┌────────
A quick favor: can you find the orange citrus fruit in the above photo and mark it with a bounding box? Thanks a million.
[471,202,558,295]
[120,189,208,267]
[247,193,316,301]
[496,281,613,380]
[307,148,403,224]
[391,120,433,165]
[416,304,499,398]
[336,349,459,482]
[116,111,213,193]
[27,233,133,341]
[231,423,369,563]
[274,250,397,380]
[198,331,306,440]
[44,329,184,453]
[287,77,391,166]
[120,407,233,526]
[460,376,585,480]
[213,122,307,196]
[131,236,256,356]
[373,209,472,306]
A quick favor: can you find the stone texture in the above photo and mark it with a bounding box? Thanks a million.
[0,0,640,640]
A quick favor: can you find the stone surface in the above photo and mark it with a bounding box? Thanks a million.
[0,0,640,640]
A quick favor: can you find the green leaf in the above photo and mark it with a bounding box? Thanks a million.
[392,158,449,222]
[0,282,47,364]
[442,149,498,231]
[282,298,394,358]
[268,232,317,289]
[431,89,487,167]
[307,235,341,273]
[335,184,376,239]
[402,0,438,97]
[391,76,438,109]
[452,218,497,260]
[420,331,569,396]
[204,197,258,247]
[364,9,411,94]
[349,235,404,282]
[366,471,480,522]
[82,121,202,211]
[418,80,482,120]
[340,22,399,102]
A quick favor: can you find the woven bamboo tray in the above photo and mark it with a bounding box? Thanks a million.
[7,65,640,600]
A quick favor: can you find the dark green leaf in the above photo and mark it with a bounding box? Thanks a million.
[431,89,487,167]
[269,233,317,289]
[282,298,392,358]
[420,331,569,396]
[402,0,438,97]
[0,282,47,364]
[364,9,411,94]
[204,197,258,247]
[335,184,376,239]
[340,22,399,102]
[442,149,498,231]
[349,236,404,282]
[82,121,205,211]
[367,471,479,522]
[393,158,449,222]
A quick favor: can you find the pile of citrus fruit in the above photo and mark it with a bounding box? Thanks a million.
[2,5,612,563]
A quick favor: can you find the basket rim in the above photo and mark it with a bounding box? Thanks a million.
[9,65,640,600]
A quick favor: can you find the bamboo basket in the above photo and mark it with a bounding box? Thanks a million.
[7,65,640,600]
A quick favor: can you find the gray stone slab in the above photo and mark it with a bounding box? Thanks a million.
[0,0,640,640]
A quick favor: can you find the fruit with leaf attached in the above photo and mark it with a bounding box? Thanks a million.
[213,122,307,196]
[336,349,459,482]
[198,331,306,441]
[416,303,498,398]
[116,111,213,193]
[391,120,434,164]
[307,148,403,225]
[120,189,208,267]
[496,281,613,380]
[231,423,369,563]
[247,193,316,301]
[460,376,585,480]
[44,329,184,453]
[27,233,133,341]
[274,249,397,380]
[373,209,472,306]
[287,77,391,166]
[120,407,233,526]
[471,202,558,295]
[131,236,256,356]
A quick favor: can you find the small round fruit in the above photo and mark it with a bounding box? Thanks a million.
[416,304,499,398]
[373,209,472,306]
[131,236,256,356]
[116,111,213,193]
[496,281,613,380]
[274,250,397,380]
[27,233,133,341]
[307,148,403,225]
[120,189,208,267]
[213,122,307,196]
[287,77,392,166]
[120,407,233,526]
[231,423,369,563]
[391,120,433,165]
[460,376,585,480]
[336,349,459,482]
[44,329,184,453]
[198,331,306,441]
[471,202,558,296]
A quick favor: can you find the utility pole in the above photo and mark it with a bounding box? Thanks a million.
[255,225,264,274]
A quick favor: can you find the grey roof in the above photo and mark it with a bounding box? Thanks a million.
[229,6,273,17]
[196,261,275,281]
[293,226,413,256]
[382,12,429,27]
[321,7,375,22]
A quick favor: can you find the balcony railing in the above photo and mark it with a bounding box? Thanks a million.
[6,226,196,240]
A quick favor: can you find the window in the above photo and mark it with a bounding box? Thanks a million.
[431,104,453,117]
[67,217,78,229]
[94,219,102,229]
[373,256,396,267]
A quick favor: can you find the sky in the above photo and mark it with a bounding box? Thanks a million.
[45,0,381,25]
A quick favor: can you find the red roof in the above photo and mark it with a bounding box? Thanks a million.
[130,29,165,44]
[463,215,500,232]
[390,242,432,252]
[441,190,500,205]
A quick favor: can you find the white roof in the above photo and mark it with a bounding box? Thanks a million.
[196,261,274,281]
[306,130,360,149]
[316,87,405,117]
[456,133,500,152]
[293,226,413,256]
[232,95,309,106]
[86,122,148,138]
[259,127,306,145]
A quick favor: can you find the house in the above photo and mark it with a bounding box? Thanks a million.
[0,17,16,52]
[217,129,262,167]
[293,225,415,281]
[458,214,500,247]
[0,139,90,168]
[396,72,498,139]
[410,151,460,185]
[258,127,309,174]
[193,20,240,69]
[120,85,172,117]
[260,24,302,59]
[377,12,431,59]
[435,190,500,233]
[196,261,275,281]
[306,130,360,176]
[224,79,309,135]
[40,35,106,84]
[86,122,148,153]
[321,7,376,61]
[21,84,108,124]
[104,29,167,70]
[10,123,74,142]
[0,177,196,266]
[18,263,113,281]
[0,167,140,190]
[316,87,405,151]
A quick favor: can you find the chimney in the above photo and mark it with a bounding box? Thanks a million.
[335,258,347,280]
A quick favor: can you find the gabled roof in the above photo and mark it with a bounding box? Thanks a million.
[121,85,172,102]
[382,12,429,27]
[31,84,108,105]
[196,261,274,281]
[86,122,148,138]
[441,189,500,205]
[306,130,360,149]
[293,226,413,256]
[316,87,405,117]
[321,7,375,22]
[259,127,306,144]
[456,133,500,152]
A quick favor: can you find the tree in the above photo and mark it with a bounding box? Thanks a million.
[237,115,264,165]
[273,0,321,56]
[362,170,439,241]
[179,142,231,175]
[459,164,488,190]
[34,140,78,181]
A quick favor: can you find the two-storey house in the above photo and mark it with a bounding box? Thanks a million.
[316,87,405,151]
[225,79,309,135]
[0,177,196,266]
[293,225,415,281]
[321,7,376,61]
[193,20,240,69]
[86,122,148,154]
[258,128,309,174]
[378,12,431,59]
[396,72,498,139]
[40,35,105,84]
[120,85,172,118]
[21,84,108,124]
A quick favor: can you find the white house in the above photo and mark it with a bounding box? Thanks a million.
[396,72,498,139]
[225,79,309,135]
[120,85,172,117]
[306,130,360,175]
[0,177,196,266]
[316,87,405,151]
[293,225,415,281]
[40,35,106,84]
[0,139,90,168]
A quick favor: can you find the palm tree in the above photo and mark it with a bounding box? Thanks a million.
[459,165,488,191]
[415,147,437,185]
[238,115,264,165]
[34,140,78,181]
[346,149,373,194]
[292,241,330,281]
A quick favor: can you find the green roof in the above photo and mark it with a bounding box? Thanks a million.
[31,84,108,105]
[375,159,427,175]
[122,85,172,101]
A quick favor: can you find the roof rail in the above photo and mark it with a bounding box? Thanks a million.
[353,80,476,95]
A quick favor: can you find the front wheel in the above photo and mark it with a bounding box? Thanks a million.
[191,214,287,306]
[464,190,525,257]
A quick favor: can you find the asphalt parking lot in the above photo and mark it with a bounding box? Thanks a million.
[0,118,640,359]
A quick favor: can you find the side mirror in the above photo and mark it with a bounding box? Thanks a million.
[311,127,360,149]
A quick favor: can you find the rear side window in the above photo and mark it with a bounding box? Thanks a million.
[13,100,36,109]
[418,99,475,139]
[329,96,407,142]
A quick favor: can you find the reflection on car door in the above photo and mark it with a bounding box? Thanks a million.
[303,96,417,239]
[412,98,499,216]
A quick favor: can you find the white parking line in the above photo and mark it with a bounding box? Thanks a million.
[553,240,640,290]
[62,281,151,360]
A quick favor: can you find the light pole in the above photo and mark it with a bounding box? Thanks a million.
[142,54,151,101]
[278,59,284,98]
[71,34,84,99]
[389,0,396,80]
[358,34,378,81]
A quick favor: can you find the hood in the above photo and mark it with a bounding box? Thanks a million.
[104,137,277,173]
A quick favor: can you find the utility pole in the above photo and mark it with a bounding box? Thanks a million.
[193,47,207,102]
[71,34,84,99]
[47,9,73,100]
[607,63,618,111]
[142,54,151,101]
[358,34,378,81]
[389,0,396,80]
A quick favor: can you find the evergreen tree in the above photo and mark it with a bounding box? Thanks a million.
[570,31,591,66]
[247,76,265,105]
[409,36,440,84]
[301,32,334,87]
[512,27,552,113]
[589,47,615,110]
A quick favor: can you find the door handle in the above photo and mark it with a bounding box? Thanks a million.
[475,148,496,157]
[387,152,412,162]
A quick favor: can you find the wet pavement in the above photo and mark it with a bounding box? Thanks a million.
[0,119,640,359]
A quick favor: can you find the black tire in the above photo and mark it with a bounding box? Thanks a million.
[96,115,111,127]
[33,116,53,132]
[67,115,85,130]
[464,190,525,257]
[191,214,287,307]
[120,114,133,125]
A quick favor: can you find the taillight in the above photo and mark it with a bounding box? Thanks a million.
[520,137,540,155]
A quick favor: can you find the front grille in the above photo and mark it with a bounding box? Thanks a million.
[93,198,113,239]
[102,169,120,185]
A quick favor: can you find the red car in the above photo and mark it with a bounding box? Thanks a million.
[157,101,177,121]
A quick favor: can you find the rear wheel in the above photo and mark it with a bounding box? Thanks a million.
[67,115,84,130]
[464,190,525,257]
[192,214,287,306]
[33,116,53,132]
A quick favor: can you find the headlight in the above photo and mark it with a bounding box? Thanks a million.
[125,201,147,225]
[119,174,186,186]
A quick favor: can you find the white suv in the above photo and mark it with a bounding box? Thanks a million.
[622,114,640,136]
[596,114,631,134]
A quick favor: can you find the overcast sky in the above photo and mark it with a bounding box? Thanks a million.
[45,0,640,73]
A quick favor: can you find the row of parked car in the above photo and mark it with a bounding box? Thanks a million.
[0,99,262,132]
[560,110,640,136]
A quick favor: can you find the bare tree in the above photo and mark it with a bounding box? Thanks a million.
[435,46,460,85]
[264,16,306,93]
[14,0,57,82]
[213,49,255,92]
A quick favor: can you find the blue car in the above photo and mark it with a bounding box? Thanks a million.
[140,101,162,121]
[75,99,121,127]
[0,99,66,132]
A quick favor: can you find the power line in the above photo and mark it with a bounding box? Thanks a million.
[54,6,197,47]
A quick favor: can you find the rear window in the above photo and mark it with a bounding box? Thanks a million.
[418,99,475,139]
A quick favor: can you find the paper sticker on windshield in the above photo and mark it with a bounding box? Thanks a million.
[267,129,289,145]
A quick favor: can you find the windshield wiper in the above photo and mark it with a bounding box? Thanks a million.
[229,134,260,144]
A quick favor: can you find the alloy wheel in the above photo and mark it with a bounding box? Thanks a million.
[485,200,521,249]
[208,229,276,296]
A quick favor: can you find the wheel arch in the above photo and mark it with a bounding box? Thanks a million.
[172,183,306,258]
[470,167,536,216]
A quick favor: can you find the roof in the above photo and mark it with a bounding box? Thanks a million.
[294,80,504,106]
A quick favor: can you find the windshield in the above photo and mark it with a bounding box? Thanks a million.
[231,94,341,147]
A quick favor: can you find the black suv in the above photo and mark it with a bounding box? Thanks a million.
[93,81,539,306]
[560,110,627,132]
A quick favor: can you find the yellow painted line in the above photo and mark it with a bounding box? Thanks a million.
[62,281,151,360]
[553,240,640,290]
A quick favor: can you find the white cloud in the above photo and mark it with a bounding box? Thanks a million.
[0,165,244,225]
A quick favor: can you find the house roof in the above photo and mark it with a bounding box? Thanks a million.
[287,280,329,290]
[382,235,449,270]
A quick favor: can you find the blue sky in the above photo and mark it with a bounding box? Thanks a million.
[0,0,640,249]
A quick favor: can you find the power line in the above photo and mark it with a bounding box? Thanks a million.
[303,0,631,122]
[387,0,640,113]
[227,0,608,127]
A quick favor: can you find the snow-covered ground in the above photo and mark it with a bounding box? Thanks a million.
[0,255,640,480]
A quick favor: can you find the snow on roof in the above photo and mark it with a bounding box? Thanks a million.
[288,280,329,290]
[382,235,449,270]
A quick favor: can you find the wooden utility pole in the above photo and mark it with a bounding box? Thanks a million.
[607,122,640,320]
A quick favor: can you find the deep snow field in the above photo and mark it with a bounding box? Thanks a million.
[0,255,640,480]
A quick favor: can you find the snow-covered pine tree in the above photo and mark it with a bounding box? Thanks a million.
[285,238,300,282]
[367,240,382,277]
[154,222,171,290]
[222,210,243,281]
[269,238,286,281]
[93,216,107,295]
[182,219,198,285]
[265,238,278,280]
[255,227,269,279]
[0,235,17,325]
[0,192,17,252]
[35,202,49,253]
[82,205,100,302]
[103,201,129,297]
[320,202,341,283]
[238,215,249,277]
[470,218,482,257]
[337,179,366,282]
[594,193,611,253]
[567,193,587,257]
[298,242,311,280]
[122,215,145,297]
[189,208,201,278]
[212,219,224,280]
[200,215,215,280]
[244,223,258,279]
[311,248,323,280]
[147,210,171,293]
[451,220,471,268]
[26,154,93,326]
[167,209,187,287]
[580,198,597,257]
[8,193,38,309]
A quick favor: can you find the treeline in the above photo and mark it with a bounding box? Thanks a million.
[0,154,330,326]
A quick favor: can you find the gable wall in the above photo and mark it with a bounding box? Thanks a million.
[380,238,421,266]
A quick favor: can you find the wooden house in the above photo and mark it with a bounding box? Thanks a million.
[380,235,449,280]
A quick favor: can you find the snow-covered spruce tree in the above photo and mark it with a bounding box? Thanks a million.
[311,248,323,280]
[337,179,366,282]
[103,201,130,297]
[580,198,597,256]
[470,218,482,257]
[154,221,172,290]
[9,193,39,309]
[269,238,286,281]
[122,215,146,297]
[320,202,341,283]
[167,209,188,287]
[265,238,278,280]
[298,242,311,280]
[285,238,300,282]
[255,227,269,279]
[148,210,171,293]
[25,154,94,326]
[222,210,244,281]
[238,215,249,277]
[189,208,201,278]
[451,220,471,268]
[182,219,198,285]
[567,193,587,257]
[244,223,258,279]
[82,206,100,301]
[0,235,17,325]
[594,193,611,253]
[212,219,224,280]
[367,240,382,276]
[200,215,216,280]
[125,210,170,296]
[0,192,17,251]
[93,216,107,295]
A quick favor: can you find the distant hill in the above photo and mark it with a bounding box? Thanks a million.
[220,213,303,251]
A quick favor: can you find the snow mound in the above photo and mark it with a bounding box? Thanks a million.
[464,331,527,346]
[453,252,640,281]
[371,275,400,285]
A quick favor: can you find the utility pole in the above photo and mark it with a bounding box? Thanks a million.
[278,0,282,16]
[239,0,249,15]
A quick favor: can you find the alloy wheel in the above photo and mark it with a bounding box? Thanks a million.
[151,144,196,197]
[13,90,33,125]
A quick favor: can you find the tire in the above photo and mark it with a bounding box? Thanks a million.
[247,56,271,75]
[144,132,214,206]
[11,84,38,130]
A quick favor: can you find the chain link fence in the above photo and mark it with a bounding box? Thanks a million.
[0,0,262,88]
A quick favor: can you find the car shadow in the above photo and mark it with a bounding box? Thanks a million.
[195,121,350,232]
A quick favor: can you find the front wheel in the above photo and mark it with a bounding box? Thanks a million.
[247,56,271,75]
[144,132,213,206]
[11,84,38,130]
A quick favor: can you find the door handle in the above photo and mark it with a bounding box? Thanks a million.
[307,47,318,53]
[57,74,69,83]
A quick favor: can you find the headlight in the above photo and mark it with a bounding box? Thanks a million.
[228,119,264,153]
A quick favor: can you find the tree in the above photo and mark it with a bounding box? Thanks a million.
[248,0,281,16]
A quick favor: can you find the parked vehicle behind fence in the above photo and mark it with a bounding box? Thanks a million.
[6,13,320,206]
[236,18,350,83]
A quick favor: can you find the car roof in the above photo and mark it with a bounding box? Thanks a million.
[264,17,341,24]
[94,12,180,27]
└────────
> **Task objective**: Gather every line of the rows above that contains the word "fruit" and list those lines in their original order.

> **Response to the task**:
A quick favor: can you find the orange citrus fruit in the above photo and mark it with a bounding box? Thanks a million.
A quick favor: can you find the pile of citrus fruit in the above photo and mark it with a bounding box? Thanks a million.
A quick favor: can you find the fruit with leaf attached in the above photo and mark it with a bounding box? Thanks a million.
A quick favor: can you find the small round fruit in the above photo and mark it with a bounding box? Thanks a million.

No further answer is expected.